──────── RECORDS FOR THIS TASK
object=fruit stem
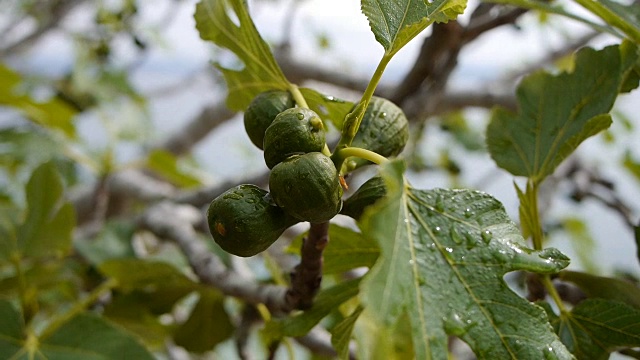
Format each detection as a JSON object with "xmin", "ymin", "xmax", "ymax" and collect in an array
[
  {"xmin": 289, "ymin": 84, "xmax": 331, "ymax": 157},
  {"xmin": 289, "ymin": 84, "xmax": 309, "ymax": 109},
  {"xmin": 333, "ymin": 147, "xmax": 389, "ymax": 169}
]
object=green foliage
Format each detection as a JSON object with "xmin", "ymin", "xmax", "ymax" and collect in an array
[
  {"xmin": 173, "ymin": 290, "xmax": 234, "ymax": 353},
  {"xmin": 195, "ymin": 0, "xmax": 289, "ymax": 110},
  {"xmin": 360, "ymin": 162, "xmax": 571, "ymax": 359},
  {"xmin": 486, "ymin": 46, "xmax": 637, "ymax": 183},
  {"xmin": 0, "ymin": 162, "xmax": 75, "ymax": 261},
  {"xmin": 0, "ymin": 299, "xmax": 153, "ymax": 360},
  {"xmin": 559, "ymin": 270, "xmax": 640, "ymax": 309},
  {"xmin": 362, "ymin": 0, "xmax": 467, "ymax": 56},
  {"xmin": 146, "ymin": 149, "xmax": 202, "ymax": 188},
  {"xmin": 545, "ymin": 299, "xmax": 640, "ymax": 360},
  {"xmin": 0, "ymin": 64, "xmax": 76, "ymax": 137}
]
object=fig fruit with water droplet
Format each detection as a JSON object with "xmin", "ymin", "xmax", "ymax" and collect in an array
[
  {"xmin": 269, "ymin": 152, "xmax": 342, "ymax": 223},
  {"xmin": 207, "ymin": 184, "xmax": 299, "ymax": 257}
]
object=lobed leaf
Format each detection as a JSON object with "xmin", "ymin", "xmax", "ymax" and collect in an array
[
  {"xmin": 331, "ymin": 306, "xmax": 364, "ymax": 360},
  {"xmin": 0, "ymin": 299, "xmax": 154, "ymax": 360},
  {"xmin": 360, "ymin": 161, "xmax": 571, "ymax": 359},
  {"xmin": 486, "ymin": 46, "xmax": 637, "ymax": 182},
  {"xmin": 194, "ymin": 0, "xmax": 289, "ymax": 111},
  {"xmin": 14, "ymin": 162, "xmax": 76, "ymax": 257},
  {"xmin": 361, "ymin": 0, "xmax": 467, "ymax": 55},
  {"xmin": 546, "ymin": 299, "xmax": 640, "ymax": 360}
]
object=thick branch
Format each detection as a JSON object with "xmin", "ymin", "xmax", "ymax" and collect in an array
[
  {"xmin": 157, "ymin": 101, "xmax": 236, "ymax": 155},
  {"xmin": 141, "ymin": 202, "xmax": 292, "ymax": 314}
]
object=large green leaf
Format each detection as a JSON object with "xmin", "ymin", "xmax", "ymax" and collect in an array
[
  {"xmin": 362, "ymin": 0, "xmax": 467, "ymax": 55},
  {"xmin": 195, "ymin": 0, "xmax": 289, "ymax": 111},
  {"xmin": 300, "ymin": 88, "xmax": 353, "ymax": 130},
  {"xmin": 559, "ymin": 270, "xmax": 640, "ymax": 309},
  {"xmin": 331, "ymin": 306, "xmax": 364, "ymax": 359},
  {"xmin": 10, "ymin": 162, "xmax": 76, "ymax": 257},
  {"xmin": 545, "ymin": 299, "xmax": 640, "ymax": 360},
  {"xmin": 0, "ymin": 63, "xmax": 76, "ymax": 137},
  {"xmin": 576, "ymin": 0, "xmax": 640, "ymax": 44},
  {"xmin": 487, "ymin": 46, "xmax": 637, "ymax": 182},
  {"xmin": 263, "ymin": 279, "xmax": 360, "ymax": 340},
  {"xmin": 360, "ymin": 161, "xmax": 571, "ymax": 359},
  {"xmin": 0, "ymin": 300, "xmax": 153, "ymax": 360}
]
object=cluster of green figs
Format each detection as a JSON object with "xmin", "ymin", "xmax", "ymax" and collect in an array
[{"xmin": 207, "ymin": 90, "xmax": 409, "ymax": 257}]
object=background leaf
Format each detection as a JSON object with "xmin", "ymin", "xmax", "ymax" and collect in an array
[
  {"xmin": 362, "ymin": 0, "xmax": 467, "ymax": 55},
  {"xmin": 331, "ymin": 306, "xmax": 364, "ymax": 360},
  {"xmin": 195, "ymin": 0, "xmax": 289, "ymax": 111},
  {"xmin": 17, "ymin": 162, "xmax": 76, "ymax": 257},
  {"xmin": 486, "ymin": 46, "xmax": 629, "ymax": 182},
  {"xmin": 0, "ymin": 63, "xmax": 76, "ymax": 137},
  {"xmin": 360, "ymin": 162, "xmax": 571, "ymax": 359},
  {"xmin": 558, "ymin": 270, "xmax": 640, "ymax": 309},
  {"xmin": 147, "ymin": 149, "xmax": 202, "ymax": 188},
  {"xmin": 545, "ymin": 299, "xmax": 640, "ymax": 360},
  {"xmin": 173, "ymin": 290, "xmax": 234, "ymax": 353}
]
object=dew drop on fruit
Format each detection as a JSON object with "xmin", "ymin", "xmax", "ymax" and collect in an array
[
  {"xmin": 215, "ymin": 222, "xmax": 227, "ymax": 236},
  {"xmin": 436, "ymin": 195, "xmax": 444, "ymax": 212},
  {"xmin": 451, "ymin": 225, "xmax": 463, "ymax": 245},
  {"xmin": 480, "ymin": 230, "xmax": 493, "ymax": 244},
  {"xmin": 542, "ymin": 346, "xmax": 558, "ymax": 360}
]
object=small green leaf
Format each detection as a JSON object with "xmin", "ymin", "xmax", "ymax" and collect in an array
[
  {"xmin": 147, "ymin": 150, "xmax": 202, "ymax": 188},
  {"xmin": 0, "ymin": 299, "xmax": 24, "ymax": 359},
  {"xmin": 263, "ymin": 279, "xmax": 360, "ymax": 340},
  {"xmin": 103, "ymin": 292, "xmax": 170, "ymax": 350},
  {"xmin": 17, "ymin": 162, "xmax": 76, "ymax": 257},
  {"xmin": 74, "ymin": 221, "xmax": 136, "ymax": 266},
  {"xmin": 362, "ymin": 0, "xmax": 467, "ymax": 55},
  {"xmin": 546, "ymin": 299, "xmax": 640, "ymax": 360},
  {"xmin": 561, "ymin": 216, "xmax": 598, "ymax": 273},
  {"xmin": 559, "ymin": 270, "xmax": 640, "ymax": 309},
  {"xmin": 173, "ymin": 290, "xmax": 234, "ymax": 353},
  {"xmin": 194, "ymin": 0, "xmax": 289, "ymax": 111},
  {"xmin": 360, "ymin": 161, "xmax": 571, "ymax": 359},
  {"xmin": 331, "ymin": 306, "xmax": 364, "ymax": 360},
  {"xmin": 288, "ymin": 224, "xmax": 380, "ymax": 275},
  {"xmin": 0, "ymin": 63, "xmax": 76, "ymax": 137},
  {"xmin": 486, "ymin": 46, "xmax": 628, "ymax": 183},
  {"xmin": 300, "ymin": 88, "xmax": 353, "ymax": 130}
]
────────────────
__STATED TASK__. Gather every line of the data above that contains the word "leaf".

__SOLUTION TO THE EXERCISE__.
object=lobed leaf
object=large green leaf
object=background leaf
object=small green leaf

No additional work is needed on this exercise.